* [Texto de lectura]:
-------------------------

La verdadera independencia judicial se garantiza en tanto sea imposible o improbable la vinculación entre quien designa y quien es designado. De este modo, habrá independencia siempre que el nombramiento se realice sin la intromisión de criterios subjetivos favorecedores del clientelismo.

Esto significa que cada uno de los poderes del Estado deben concurrir en la confirmación, ejercicio y control de los otros poderes.

En el caso de la iniciativa de reformas, se dispone que los magistrados del Tribunal Superior de Justicia nombren a los nuevos magistrados y que el congreso únicamente ratifique ese nombramiento, de tal suerte que con esa medida se rompe el equilibrio de poderes al impedir que los otros poderes tengan una participación preponderante en la elección de los magistrados.

Se desnaturaliza la función jurisdiccional al asignarles a los magistrados funciones distintas a la labor de juzgar.

La función constitucional de los magistrados es resolver procesos jurisdiccionales y de constitucionalidad local que les correspondan en las distintas ramas de la administración de justicia. Por ello, de acuerdo con el principio de exclusividad de la jurisdicción, deben tener vedado mezclarse en asuntos administrativos y políticos, como la de realizar nombramientos de los titulares de un poder público, como el caso de los nuevos magistrados integrantes del Tribunal Superior de Justicia.

-------------------------

* [Líneas proporcionadas]:
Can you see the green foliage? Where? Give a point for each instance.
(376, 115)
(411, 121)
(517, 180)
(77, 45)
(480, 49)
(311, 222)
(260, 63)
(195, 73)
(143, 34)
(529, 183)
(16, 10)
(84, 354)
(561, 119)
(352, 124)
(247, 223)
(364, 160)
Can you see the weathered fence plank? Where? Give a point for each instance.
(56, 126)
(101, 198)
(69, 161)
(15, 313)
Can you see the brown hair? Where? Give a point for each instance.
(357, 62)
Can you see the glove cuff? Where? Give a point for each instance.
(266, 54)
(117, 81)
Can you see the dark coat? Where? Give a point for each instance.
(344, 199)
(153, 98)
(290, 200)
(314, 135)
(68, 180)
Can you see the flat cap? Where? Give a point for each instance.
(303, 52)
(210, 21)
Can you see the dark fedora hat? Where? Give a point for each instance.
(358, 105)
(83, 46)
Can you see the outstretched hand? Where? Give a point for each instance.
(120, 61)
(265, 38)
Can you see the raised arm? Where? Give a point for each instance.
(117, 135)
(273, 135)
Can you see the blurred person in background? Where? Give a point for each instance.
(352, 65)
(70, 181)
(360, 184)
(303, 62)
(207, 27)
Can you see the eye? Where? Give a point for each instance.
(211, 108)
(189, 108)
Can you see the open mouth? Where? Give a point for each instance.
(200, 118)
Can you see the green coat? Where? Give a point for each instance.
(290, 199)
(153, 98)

-------------------------

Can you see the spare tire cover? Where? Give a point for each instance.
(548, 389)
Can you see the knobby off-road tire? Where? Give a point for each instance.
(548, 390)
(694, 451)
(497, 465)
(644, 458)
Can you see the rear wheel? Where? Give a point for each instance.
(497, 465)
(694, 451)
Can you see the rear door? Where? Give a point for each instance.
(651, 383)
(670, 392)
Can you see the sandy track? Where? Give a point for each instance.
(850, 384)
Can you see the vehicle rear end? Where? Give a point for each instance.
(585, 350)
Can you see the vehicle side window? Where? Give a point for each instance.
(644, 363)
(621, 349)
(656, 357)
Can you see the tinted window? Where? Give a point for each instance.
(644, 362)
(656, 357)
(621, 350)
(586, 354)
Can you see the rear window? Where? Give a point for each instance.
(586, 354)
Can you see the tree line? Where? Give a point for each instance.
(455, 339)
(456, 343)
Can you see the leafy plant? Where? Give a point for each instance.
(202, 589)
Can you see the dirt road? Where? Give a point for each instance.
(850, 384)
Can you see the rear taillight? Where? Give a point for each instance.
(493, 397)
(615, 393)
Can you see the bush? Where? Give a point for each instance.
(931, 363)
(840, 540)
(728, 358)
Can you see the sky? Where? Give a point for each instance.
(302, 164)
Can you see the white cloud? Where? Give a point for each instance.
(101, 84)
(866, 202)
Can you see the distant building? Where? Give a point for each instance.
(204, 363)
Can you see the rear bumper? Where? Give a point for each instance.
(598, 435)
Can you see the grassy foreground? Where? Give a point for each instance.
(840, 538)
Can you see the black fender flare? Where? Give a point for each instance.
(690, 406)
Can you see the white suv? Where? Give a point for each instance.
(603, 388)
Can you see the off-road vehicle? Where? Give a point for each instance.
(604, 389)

-------------------------

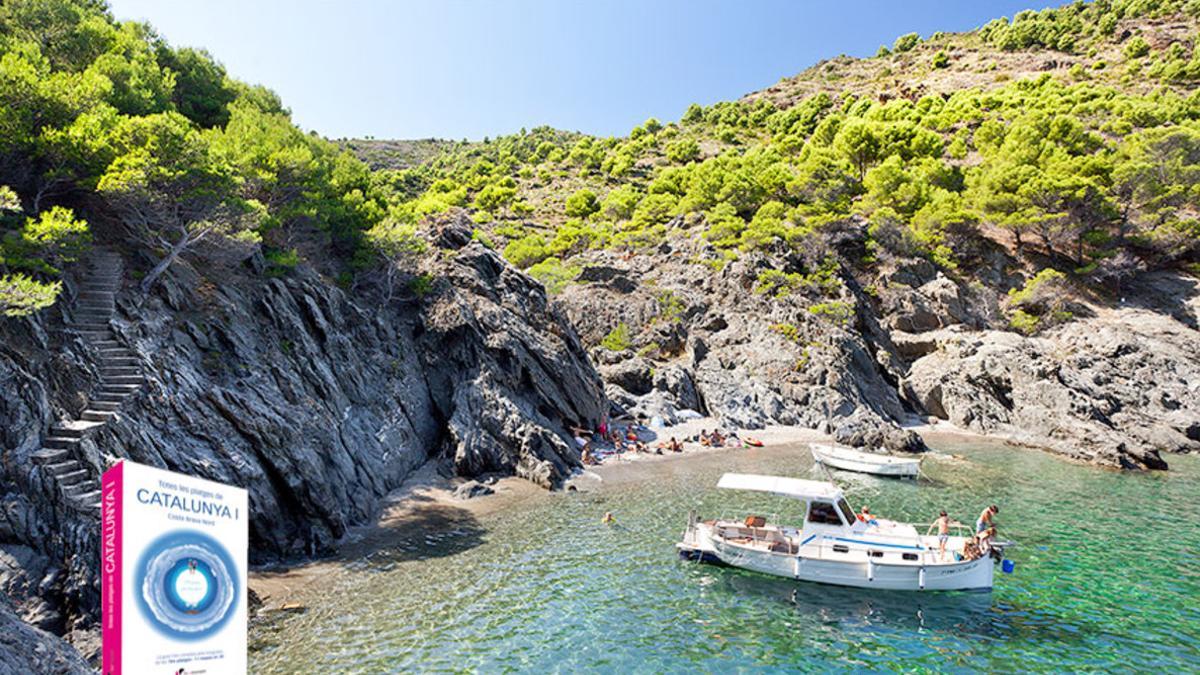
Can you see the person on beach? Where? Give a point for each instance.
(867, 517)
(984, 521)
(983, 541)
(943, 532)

-------------------------

* [Ejercicio propuesto 1]:
Responde según el texto sobre la independencia judicial:
(a) ¿Con qué condición habrá independencia en el nombramiento?
(b) En la iniciativa de reformas, ¿quién nombra a los nuevos magistrados y qué papel tiene el congreso?
(c) ¿Cuál es la función constitucional de los magistrados?
* [Ejercicio propuesto 2]: Sustituye "magistrados" por "jueces" en el tramo del texto sobre la independencia judicial que va desde "La función constitucional" hasta "Superior de Justicia.".
* [Ejercicio propuesto 3]: Resume en una o dos oraciones el párrafo del texto sobre la independencia judicial que empieza con "En el caso de la iniciativa de reformas", sin perder sus datos principales.

* [Respuesta completa 1]:
(a) Que el nombramiento se realice sin la intromisión de criterios subjetivos favorecedores del clientelismo.
(b) Los nombran los magistrados del Tribunal Superior de Justicia, y el congreso únicamente ratifica ese nombramiento.
(c) Resolver procesos jurisdiccionales y de constitucionalidad local que les correspondan en las distintas ramas de la administración de justicia.

* [Respuesta completa 2]:
La función constitucional de los jueces es resolver procesos jurisdiccionales y de constitucionalidad local que les correspondan en las distintas ramas de la administración de justicia. Por ello, de acuerdo con el principio de exclusividad de la jurisdicción, deben tener vedado mezclarse en asuntos administrativos y políticos, como la de realizar nombramientos de los titulares de un poder público, como el caso de los nuevos jueces integrantes del Tribunal Superior de Justicia.

* [Respuesta completa 3]: La iniciativa de reformas dispone que los magistrados del Tribunal Superior de Justicia nombren a los nuevos magistrados y que el congreso solo ratifique ese nombramiento. Así se rompe el equilibrio de poderes, porque se impide que los otros poderes tengan una participación preponderante en la elección de los magistrados.